▶ [EXERCISE BRIEF]:
Copy out each line of the records below with "pixel coordinates" changed to "box coordinates" every time it appears. Leave everything else untouched.

--- start RECORD SET ---

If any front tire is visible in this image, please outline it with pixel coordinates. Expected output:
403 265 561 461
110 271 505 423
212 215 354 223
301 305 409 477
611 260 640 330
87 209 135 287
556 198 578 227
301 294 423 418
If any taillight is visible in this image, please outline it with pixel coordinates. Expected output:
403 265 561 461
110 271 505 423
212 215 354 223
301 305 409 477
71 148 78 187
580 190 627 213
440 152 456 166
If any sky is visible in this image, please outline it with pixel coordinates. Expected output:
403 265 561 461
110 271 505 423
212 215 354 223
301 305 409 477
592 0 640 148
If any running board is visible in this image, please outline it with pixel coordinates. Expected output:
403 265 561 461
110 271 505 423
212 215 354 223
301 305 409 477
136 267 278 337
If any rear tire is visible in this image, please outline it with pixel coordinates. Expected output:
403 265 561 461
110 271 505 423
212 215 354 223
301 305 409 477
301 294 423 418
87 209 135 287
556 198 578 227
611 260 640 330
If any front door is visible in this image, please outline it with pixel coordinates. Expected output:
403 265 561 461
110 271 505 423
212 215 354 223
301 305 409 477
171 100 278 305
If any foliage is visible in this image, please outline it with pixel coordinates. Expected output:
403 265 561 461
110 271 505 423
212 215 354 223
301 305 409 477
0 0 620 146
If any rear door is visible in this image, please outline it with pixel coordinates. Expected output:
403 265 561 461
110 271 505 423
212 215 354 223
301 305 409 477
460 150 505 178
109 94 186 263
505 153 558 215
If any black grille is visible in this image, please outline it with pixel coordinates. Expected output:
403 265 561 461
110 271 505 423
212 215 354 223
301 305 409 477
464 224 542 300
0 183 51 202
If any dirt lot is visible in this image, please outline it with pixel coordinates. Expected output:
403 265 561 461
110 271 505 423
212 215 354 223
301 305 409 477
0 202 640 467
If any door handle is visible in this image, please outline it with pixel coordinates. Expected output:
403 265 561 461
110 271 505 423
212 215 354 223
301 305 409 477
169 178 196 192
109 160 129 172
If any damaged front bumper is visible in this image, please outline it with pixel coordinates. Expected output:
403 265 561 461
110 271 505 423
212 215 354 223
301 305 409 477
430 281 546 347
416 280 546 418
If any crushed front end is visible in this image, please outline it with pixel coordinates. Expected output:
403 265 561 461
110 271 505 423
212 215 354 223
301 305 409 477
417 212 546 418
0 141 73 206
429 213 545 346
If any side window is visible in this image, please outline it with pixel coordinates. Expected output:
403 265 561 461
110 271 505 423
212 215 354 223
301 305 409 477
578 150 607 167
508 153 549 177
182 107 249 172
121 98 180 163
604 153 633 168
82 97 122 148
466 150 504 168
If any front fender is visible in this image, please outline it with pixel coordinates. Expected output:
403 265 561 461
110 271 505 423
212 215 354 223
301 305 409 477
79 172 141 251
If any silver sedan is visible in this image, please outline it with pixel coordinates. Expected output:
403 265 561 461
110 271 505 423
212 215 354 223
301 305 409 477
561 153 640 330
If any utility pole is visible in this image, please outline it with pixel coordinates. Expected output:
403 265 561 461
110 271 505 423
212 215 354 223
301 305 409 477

--- end RECORD SET ---

▶ [ANSWER TO THE EXERCISE]:
If any front tire is visible in this image, please outline it with box coordinates. Expected output:
403 265 561 461
110 271 505 423
212 215 354 223
301 305 409 477
611 260 640 330
87 209 135 287
556 198 578 227
301 294 423 418
If any taillight is visible in this image, please outline it with box coordinates. Expected output:
403 265 561 461
110 271 505 423
212 215 354 223
301 305 409 477
71 148 78 187
580 190 627 213
440 152 456 166
If any sky is visible in this image, please outline it with box coordinates. Expected output:
403 265 561 461
110 271 505 423
212 215 354 223
301 305 409 477
592 0 640 148
If any running board is visible in this image, please outline it with box coordinates. Expected output:
403 265 561 461
110 271 505 423
212 215 354 223
301 305 409 477
136 267 278 337
If any rear tire is visible in this image, please outline it with box coordinates. Expected output:
403 265 561 461
110 271 505 423
212 215 354 223
301 305 409 477
301 294 423 418
87 209 135 287
556 198 578 227
611 260 640 330
If any front door is visible in this image, please outline it with box coordinates. Expected output:
403 265 561 461
110 271 505 423
212 215 354 223
301 305 409 477
171 100 278 305
If any foliage is visible in this image, please outline it with box coordinates. Expected output:
403 265 561 461
110 271 505 423
212 215 354 223
301 305 409 477
0 0 620 146
If any rear door is visible in this image, please outline it with box coordinates. Expected output:
403 265 561 461
110 271 505 423
212 215 354 223
301 305 409 477
460 150 505 178
109 94 186 263
505 153 558 215
If any black grille is visible in this image, please outline it with box coordinates. Expected output:
403 265 561 461
110 271 505 423
212 215 354 223
301 305 409 477
464 224 542 300
0 183 51 202
If any dirt lot is visible in this image, please outline it with box coordinates. Expected output:
403 265 561 461
110 271 505 423
212 215 354 223
301 305 409 477
0 202 640 467
If any door handle is visible in this image, please outline it with box coordinates. Expected output:
403 265 561 461
110 271 505 423
212 215 354 223
301 305 409 477
169 178 196 192
109 160 129 172
If any damaged front bumper is visible in this image, please outline it with box coordinates. Expected output:
403 265 561 461
110 271 505 423
212 215 354 223
301 305 409 477
430 281 546 347
416 280 546 418
If any crushed front end is visible in this image, please outline it with box coordinates. Expected output:
403 265 561 461
110 271 505 423
212 215 354 223
301 305 409 477
417 212 546 418
0 141 73 206
429 213 545 346
If any side window is visible in this image, please outline it with box coordinates. Expected output:
403 265 561 461
110 271 505 423
212 215 354 223
301 305 409 477
578 150 607 167
508 153 549 177
182 107 249 172
121 98 180 163
604 153 633 168
82 97 122 148
466 150 504 168
If any front fender is visible in this image, please outline it with box coordinates. Expected output:
403 265 561 461
110 271 505 423
212 215 354 223
301 305 409 477
79 172 141 251
If any silver sedan is visible in this image, please outline it with box coordinates. Expected output:
403 265 561 461
110 271 505 423
212 215 354 223
301 305 409 477
561 153 640 330
If any utility pole is visible in this image, please outline it with box coordinates. Expected output:
403 265 561 461
110 271 505 423
212 215 354 223
301 305 409 477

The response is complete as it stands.